• [Excerpted passage]
◇ ◇ ◇ ◇ ◇ ◇ ◇
The rest is history. The history is of a people who knew about the need to address airborne infections. They provided us with modern forced air Heating Ventilation and Cooling (HVAC) systems and Ceiling Level UV-C systems to clean the air in buildings so that they approach what is found outside in the fresh air. They built upon the fresh air movement. Today this generation must rise to the occasion and deal with fresh air in all our buildings using the tools of their time - social media, Internet, smartphones, computers, etc.

Is your faculty ventilation turned on? If not why?

Do you know its performance level in terms of Air Changes per Hour (ACH)? If not why not?

Do you care? If not why not?


VENTILATION: WHY does no one take it seriously?

https://www.ncbi.nlm.nih.gov/pmc/articles/PMC8251269

Indoor Air. 2021 May; 31(3): 605–607.
Published online 2021 Apr 20. doi: 10.1111/ina.12824
PMCID: PMC8251269
PMID: 33876855

VENTILATION: WHY does no one take it seriously?

Jan Sundell,corresponding author 1 John Spengler, 2 and Pawel Wargocki 3
1 School of Environmental Science and Engineering, Tianjin University, Tianjin China
2 T.H. Chan School of Public Health, Harvard University, Cambridge MA, USA
3 Department of Civil Engineering, Technical University of Denmark, Lyngby Denmark

A further reflection on ventilation.

After high school, I started my university studies at the Royal Institute of Technology (KTH) in Stockholm, Sweden. I really had no reason to choose it, but my grades made it possible… with better grades, I might have gone to Karolinska Institutet for medical studies. At that time, it was, however, a great achievement to go to such a good university. It all was because the Social Democratic Party in Sweden had made it possible, also for kids from low-income families to study in universities. There was a good loan for housing and studying and a good system for those with children. I soon had two children when studying for my master's degree.
◇ ◇ ◇ ◇ ◇ ◇ ◇
• [Required action 1]
Name every author credited on the ventilation article cited in the passage on building ventilation.
• [Required action 2]
Write the next part of the passage on building ventilation, starting right after its final sentence.

• [Records provided]
◇ ◇ ◇ ◇ ◇ ◇ ◇
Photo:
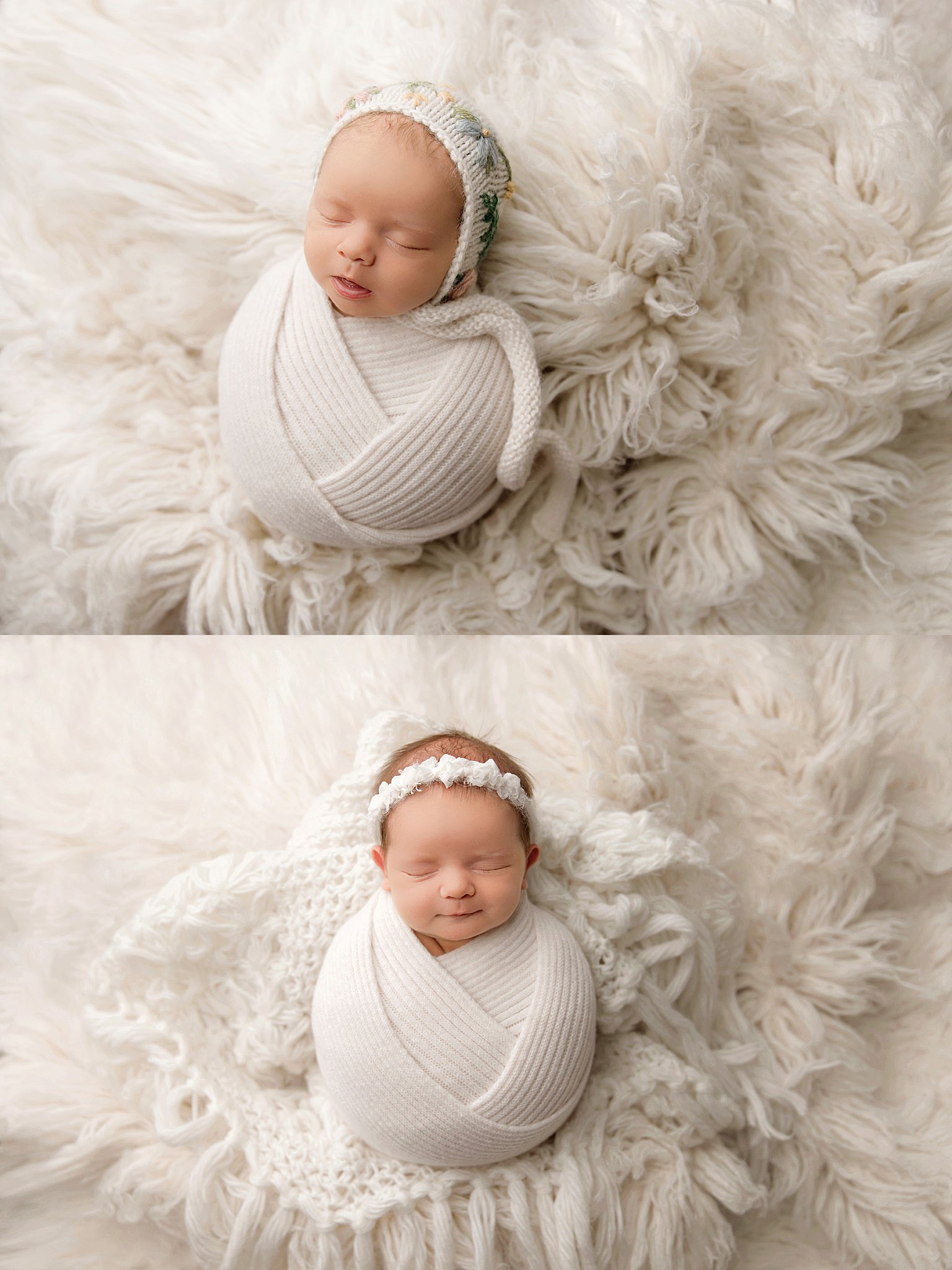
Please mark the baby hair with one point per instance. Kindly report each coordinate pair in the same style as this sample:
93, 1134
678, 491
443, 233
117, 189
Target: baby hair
464, 746
419, 139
◇ ◇ ◇ ◇ ◇ ◇ ◇
• [Exercise output 1]
Jan Sundell, John Spengler, and Pawel Wargocki.

• [Exercise output 2]
My study was first on energy engineering, and then, I chose heating, ventilation, and air conditioning (HVAC) engineering as my special focus topic. For my master's degree work, I decided to study ventilation in homes together with one of my high school mates, Bengt Carlsson. Possibly the greatest mistake in my life.

At that time in Sweden, the Professors arranged for your future work. I could choose between the newly set up Environmental Protection Agency (EPA) and then the new Board of Urban Planning and Building (Statens Planverk in Swedish). I chose the latter and became responsible for developing building codes on installations, including ventilation. In retrospect, I can imagine my life at EPA, with much greater resources…perhaps, I, in that case, would have seen PM2.5 as an important topic today?

Anyway, in 1969, I and Bengt Carlsson wrote our master thesis on “Bostadsventilation—en orienterende undersokning” (Home ventilation—an orientating study). It was actually a good study and historically very important. We measured airflows in supply and exhaust terminals, and we measured the pressure difference between rooms and between indoors and outdoors. So, we knew the main airflow direction. We found a mean air change per hour (ach) of 0.8 with much lower values for naturally ventilated homes at 0.27 ach. These values are certainly lower than actual values as we did not measure with a tracer gas method. It was commented in the report that sometimes you did not need measuring instruments to indicate the airflow direction. It was enough to use odors (the same as at offices in Tsinghua University and Tianjin University today), and the smell of feces odor from restrooms is all you need.

I started my work at Statens Planverk, being responsible for installations in buildings, including heating, ventilation, and water. After the oil embargo in the Middle East in 1973, the focus was on energy and ventilation. With good insulation in buildings, ventilation was very important for the total energy need in buildings.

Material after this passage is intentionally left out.